▶ _Do this_
Write out exactly the lines from the one with "For the benchmark, mark every instance of the stir-fried" through the last line. Pictures stay out.

▶ _Dataset entries_

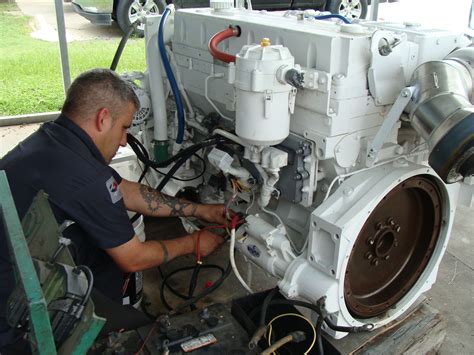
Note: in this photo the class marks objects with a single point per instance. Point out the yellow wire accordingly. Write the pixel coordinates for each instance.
(270, 328)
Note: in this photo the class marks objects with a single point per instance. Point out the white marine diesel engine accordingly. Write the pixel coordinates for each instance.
(350, 142)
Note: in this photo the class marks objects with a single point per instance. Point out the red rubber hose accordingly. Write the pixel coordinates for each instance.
(218, 38)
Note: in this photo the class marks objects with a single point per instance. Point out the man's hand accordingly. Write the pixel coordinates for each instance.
(212, 213)
(208, 242)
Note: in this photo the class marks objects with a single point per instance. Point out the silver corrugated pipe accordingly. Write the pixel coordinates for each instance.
(441, 111)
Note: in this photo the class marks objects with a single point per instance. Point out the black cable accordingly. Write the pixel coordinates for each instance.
(142, 155)
(319, 336)
(201, 173)
(365, 328)
(266, 303)
(207, 291)
(193, 283)
(90, 282)
(339, 328)
(123, 41)
(164, 283)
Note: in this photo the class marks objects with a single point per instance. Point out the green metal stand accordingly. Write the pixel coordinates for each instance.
(38, 238)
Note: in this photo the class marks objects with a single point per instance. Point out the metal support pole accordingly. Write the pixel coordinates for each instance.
(374, 10)
(58, 4)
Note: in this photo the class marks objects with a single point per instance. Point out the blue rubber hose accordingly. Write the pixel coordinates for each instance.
(325, 17)
(171, 77)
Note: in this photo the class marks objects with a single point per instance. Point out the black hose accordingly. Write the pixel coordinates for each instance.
(365, 328)
(266, 303)
(123, 41)
(339, 328)
(90, 282)
(164, 283)
(193, 283)
(204, 293)
(180, 159)
(142, 155)
(319, 337)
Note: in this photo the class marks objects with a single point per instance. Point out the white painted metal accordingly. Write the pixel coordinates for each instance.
(351, 102)
(263, 103)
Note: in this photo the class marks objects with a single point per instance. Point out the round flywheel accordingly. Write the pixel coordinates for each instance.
(393, 247)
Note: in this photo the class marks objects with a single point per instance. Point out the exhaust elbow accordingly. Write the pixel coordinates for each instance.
(441, 111)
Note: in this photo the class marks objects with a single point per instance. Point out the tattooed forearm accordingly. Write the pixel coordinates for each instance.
(172, 207)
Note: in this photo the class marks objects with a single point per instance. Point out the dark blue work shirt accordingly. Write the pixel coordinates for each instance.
(61, 159)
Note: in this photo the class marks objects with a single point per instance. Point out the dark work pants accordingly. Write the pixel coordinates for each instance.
(118, 317)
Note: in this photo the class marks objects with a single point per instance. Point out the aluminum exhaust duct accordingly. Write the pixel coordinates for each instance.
(441, 111)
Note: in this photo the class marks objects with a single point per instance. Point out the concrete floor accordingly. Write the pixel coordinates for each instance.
(452, 294)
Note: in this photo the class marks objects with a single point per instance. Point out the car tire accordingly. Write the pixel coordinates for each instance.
(129, 11)
(351, 9)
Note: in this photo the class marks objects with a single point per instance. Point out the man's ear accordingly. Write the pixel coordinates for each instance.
(103, 119)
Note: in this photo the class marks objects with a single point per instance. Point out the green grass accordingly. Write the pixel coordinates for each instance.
(30, 69)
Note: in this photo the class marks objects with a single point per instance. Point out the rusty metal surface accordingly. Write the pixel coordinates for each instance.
(393, 247)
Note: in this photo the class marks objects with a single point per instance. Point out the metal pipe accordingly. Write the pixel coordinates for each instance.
(58, 5)
(440, 111)
(27, 119)
(374, 10)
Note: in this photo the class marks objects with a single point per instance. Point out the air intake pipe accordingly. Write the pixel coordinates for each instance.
(441, 111)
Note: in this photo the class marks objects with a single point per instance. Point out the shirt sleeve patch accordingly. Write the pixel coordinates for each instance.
(113, 189)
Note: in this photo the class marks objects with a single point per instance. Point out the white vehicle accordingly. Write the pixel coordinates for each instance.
(349, 145)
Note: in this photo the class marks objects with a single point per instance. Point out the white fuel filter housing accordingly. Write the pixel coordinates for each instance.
(263, 101)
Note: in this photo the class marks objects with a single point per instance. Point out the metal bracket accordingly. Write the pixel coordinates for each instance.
(392, 117)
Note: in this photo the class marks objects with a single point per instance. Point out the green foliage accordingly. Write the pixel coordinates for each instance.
(30, 69)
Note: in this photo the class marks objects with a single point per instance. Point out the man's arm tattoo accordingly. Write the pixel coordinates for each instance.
(156, 200)
(165, 251)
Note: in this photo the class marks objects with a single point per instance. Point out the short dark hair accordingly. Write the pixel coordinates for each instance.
(95, 89)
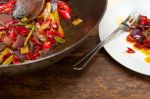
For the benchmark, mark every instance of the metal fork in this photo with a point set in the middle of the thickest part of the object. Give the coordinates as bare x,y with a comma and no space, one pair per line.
125,25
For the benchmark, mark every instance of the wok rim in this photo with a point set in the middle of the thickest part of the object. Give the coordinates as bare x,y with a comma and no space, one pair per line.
61,51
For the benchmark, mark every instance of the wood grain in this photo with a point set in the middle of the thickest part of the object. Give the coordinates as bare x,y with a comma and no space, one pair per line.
103,78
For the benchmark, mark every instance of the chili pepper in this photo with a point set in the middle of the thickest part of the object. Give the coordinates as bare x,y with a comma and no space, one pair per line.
46,46
129,50
24,50
56,18
5,52
7,7
2,28
32,56
64,6
11,34
11,22
29,35
130,38
50,37
46,24
64,10
143,20
8,60
64,14
59,40
22,30
16,60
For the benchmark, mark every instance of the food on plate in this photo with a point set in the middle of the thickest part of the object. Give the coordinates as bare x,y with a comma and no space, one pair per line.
23,40
140,33
77,21
130,50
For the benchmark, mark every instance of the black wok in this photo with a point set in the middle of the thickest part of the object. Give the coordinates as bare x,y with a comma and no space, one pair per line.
90,11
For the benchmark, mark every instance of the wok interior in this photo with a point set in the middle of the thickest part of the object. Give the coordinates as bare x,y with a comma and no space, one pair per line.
90,11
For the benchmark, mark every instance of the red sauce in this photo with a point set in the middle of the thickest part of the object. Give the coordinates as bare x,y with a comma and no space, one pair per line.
129,50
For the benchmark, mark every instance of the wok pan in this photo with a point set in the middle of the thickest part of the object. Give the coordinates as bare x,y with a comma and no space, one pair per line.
90,11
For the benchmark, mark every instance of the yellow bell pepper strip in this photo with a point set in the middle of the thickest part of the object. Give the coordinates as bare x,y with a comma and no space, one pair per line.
29,35
5,52
59,39
24,50
8,60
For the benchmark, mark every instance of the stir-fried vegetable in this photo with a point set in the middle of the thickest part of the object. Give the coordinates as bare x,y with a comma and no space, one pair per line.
22,40
140,33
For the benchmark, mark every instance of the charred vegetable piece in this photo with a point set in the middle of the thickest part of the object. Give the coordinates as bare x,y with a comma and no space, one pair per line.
59,40
29,35
5,52
24,50
9,60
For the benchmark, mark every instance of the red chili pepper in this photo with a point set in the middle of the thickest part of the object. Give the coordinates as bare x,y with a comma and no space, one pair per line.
129,50
64,6
64,14
64,10
2,28
46,46
16,60
130,38
144,20
11,34
7,7
22,30
146,43
11,22
139,46
54,25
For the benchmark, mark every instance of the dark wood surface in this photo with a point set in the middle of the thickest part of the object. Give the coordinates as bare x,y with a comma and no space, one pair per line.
103,78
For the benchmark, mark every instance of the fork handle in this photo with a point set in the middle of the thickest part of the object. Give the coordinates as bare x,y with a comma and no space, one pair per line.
80,65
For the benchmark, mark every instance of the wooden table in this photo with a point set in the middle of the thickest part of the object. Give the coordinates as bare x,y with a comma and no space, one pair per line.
103,78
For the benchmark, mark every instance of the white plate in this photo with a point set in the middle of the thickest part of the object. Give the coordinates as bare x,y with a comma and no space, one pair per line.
118,10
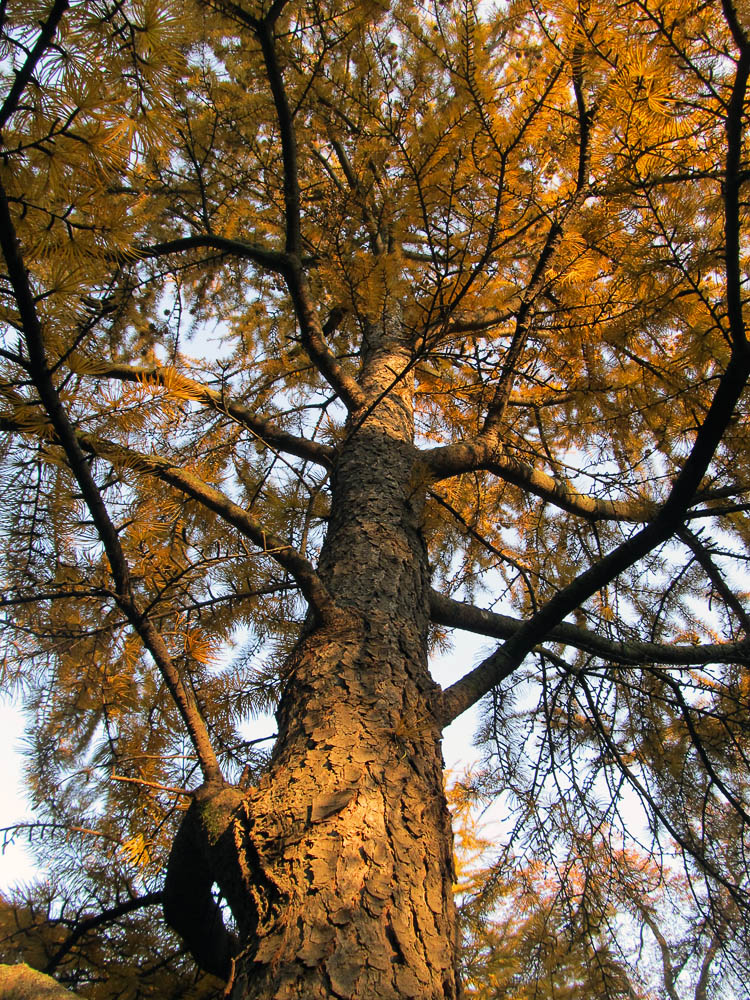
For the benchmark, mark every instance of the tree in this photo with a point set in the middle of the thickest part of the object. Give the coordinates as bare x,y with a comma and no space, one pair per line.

▶ _Task output_
For the benchmark, mark every instance of the stir-fried vegetable in this photo with a point set in the middle of the thickest part of the object. Give the coordinates as bare x,y with a comma and no space, one pair per line.
22,40
140,33
For the benchmark, mark every instance of the charred vegetable piece in this photo with a point set in the middle of the thickest part of the object. Give the coordinates as bare x,y with a comma and no space, one pair per line.
59,40
29,35
5,52
24,50
9,60
For the benchmark, mark every instance of the red chili pepper in this photo with a point set in the middle of the thickest part of the object. Give the coordinates as bare x,y with a comma and no space, one pair per line.
129,50
64,6
64,14
64,10
2,28
46,46
16,60
130,38
144,20
11,34
7,7
22,30
146,43
11,22
139,46
54,25
For the benchmark, mark every instance of the dark wood surface in this photo with a point set in the middle of the thickest part of the object. Give the coordinates as bare x,y with a comma and no space, one pair per line.
103,78
For the benchmark, mark every instance of the fork handle in this photo with a point set in the middle of the thickest part of the object. Give the coordinates as bare x,y with a comma and no space, one pair per line.
80,65
For the benchmark, mark every instance of the wooden table in this photo with a point set in the middle of the thickest part of the object. Give the coordinates as bare x,y with a comma and no space, one pair per line.
103,78
For the benchmark, mark every instance of the white plate in this photo with a point set in the middle of the thickest part of the object. Give the coordinates as bare x,y with a comma and no space, one pair per line.
118,10
For the benchmark, mark every instance of the tree in this photo with a point set in the middle of the thickest part of the object. Give the coordinates as bare x,y with a comma and no space, one pair per line.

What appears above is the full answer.